> **Brano fornito**:

L'ultima parte dell'intervento mi da l'idea che per quest'anno non ci sarà da aspettarsi chissà che sul mercato... quanto meno in estate


----------



## Arsozzenal (5 Giugno 2015)

c.v.d.
come avevo detto c'è sempre e solo stato bee
sapevo di lui e sapevo di Ancelotti
vedremo se si rivelerà vero anche tutti il resto...
galliani ci tocca sorbircelo per ancora 1/2 stagione poi adios


----------



## Underhill84 (5 Giugno 2015)

Arsozzenal ha scritto:


> c.v.d.
> come avevo detto c'è sempre e solo stato bee
> sapevo di lui e sapevo di Ancelotti
> vedremo se si rivelerà vero anche tutti il resto...
> *galliani ci tocca sorbircelo per ancora 1/2 stagione poi adios*



bè è comunque un compromesso accettabile...


----------



## malbanese74 (5 Giugno 2015)

Il Re dell'Est ha scritto:


> In alto i calici gente!!! Stappate la boccia buona!!!



Ciao a tutti. Ebbene sì questo è un grande giorno per noi tutti. Un momento storico e decisivo per il nostro futuro dopo due anni, ma direi anche 8 anni (dopo la finale di Yokohama), escluso lo scudo 2010/2011, di grandi sofferenze e umiliazioni sportive. In ogni caso, mi sento di fare alcune considerazioni. 1) Le otto settimane sono da considerarsi un tempo massimo per concludere una serie di operazioni delicate in un affare complesso come questo, quindi no panic. 2) Il consorzio che sta dietro Mr. Bee vorrà uno o più uomini di fiducia nel CDA e questo è un aspetto da non sottovalutare, significa che cravatta gialla dovrà stare molto attento a quello che fa e a come spende i soldi (boiate del tipo Matri non credo si verificheranno più), quindi è confermato ma non più, come si diceva, "plenipotenziario". 3) Come ho già scritto in altri post il perno a cui ruota tutto è Marina, presidente di Finivest, cioè colei che ha i cordoni della borsa, quindi il Berlusca, nel giro di qualche anno, cederà tutto il pacchetto e non è detto che non arrivino altri soci ricchi se saranno bravi nel marketing asiatico. 4) In questo periodo di "reggenza", si avrà modo di verificare le reali intenzioni del consorzio, controllando anche io movimenti finanziari (per evitare di finire in braghe di tela). 5) Non aspettiamoci, fin da subito, un mercato scintillante, ma forse uno o due colpi grossi e vari giocatori di contorno funzionali al gioco del nuovo allenatore; il passaggio sarà graduale, ma già l'idea che ci sarà un progetto sportivo, dopo anni di navigazione a vista, è la migliore prospettiva per il futuro (si veda quello che ha fatto la Juve). Ovviamente sarei felicissimo di essere smentito sul mercato. Quindi forza e coraggio e poi con Miha spero che venga riconfermato Bonera...solo per portare l'acqua a Ibra.

> **Cosa fare**:
1) Riporta parola per parola il tratto della discussione sul Milan compreso tra "bè è comunque" e "la boccia buona!!!", estremi inclusi.
2) Sposta di -26 ogni coordinata nelle righe dell'elenco tra quella che contiene "Whereabouts is the garage door" e quella che contiene "0,278 -> 535,327", entrambe incluse. Poi riscrivi per intero solo quelle righe.

Annotazioni dei riquadri nelle immagini
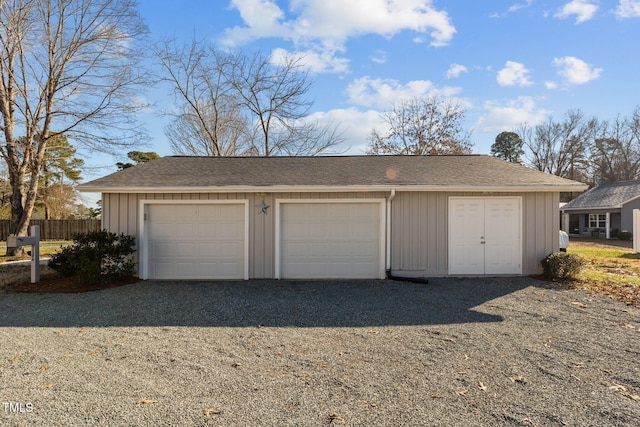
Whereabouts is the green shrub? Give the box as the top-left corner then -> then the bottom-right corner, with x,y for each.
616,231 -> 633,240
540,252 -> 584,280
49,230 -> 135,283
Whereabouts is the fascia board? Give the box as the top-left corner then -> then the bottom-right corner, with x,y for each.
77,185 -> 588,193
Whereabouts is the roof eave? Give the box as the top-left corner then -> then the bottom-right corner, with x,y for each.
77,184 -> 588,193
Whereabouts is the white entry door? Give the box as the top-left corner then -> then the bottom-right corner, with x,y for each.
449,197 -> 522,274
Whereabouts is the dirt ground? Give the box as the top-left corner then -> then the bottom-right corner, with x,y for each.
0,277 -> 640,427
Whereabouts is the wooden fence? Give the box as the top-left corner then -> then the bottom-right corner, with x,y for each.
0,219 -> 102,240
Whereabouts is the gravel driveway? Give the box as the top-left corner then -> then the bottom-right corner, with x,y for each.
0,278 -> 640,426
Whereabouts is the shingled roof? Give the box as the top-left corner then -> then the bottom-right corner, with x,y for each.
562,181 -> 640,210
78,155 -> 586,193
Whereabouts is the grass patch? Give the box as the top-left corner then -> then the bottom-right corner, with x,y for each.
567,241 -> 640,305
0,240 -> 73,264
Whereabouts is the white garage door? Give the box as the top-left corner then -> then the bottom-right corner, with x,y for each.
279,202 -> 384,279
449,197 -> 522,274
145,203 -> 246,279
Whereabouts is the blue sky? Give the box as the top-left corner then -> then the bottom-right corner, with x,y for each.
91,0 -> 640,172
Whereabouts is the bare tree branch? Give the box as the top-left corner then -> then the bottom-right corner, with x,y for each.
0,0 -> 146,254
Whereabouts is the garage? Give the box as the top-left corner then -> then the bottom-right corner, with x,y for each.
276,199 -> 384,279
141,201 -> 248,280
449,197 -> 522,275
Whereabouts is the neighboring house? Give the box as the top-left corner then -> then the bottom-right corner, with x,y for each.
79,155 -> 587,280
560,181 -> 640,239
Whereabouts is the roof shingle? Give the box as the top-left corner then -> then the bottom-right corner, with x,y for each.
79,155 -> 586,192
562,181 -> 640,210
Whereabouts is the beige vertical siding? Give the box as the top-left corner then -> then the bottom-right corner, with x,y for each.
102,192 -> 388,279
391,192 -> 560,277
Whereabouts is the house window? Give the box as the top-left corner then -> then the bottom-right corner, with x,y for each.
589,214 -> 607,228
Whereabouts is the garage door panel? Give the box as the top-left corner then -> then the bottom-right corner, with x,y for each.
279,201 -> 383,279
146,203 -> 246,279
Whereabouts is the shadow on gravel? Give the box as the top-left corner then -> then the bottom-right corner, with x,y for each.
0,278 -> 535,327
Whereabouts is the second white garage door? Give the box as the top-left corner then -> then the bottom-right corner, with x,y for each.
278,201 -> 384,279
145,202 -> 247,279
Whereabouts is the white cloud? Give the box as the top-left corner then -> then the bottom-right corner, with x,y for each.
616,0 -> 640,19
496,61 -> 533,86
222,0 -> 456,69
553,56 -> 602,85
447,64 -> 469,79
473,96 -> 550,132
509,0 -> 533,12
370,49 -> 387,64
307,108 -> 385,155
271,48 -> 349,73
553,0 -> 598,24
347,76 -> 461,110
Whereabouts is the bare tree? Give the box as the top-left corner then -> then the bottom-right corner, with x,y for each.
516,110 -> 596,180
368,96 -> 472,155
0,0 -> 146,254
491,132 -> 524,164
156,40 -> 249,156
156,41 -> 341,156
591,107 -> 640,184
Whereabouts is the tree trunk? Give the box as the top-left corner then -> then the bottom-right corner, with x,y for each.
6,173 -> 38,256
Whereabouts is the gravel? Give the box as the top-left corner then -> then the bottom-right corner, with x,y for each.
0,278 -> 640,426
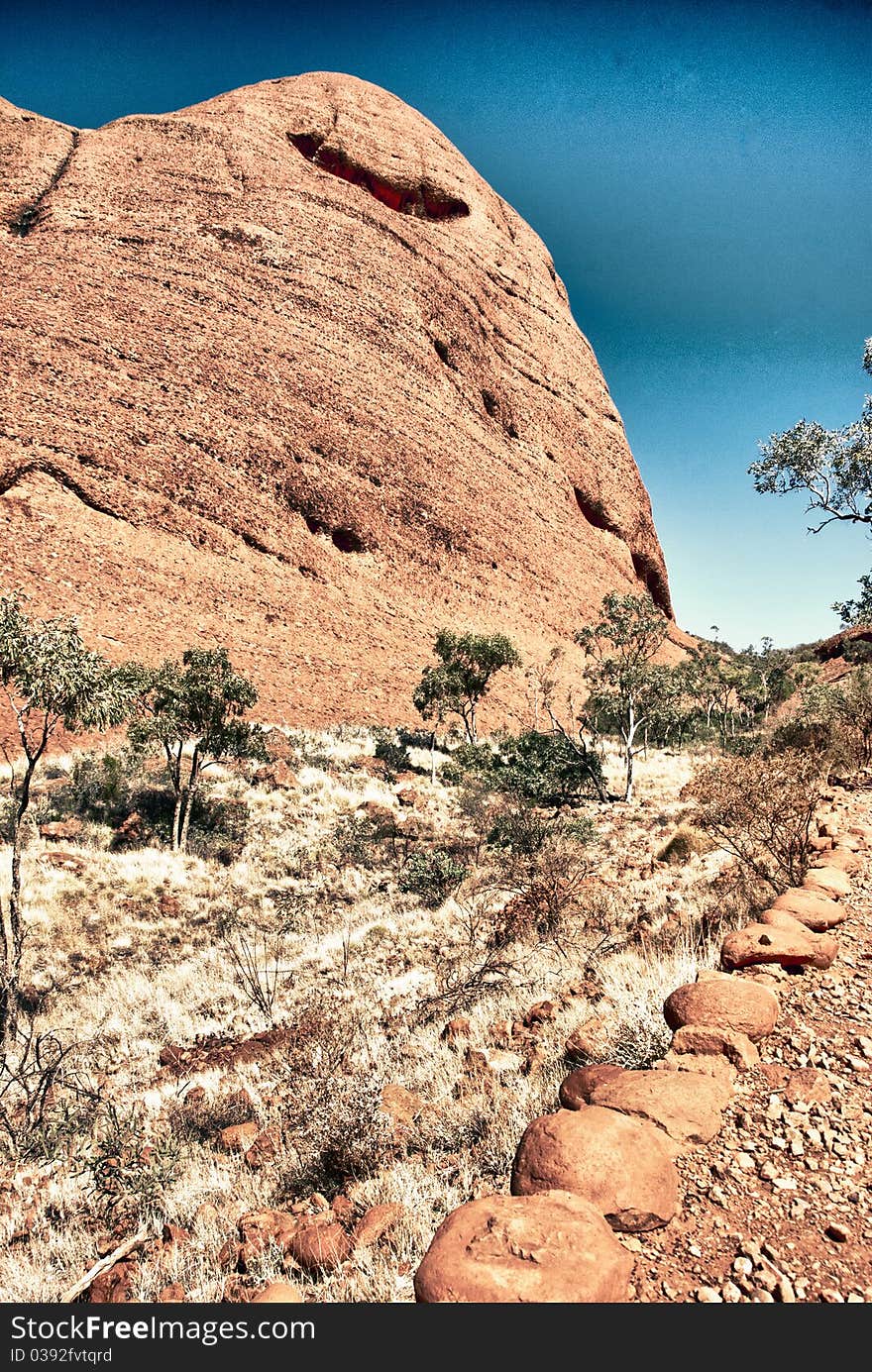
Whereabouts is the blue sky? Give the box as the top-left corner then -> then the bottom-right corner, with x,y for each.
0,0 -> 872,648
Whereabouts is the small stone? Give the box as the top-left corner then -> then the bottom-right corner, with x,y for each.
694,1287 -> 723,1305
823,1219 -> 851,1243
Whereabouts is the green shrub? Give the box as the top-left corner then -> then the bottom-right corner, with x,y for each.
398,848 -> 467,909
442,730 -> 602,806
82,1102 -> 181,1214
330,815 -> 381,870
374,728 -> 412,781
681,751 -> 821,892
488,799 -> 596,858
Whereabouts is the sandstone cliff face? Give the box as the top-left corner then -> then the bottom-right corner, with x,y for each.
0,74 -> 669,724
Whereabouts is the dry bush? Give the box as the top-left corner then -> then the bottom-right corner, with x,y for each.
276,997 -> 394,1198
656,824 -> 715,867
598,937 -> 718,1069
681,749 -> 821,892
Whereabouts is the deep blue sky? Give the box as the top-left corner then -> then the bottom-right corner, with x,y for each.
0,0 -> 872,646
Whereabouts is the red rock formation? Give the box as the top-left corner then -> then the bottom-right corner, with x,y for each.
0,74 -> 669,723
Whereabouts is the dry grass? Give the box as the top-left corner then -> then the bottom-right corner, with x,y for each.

> **Risposte all'esercizio**:
1)
bè è comunque un compromesso accettabile...


----------



## malbanese74 (5 Giugno 2015)

Il Re dell'Est ha scritto:


> In alto i calici gente!!! Stappate la boccia buona!!!

2)
Whereabouts is the garage door panel? Give the box as the top-left corner then -> then the bottom-right corner, with x,y for each.
253,175 -> 357,253
120,177 -> 220,253
Whereabouts is the shadow on gravel? Give the box as the top-left corner then -> then the bottom-right corner, with x,y for each.
-26,252 -> 509,301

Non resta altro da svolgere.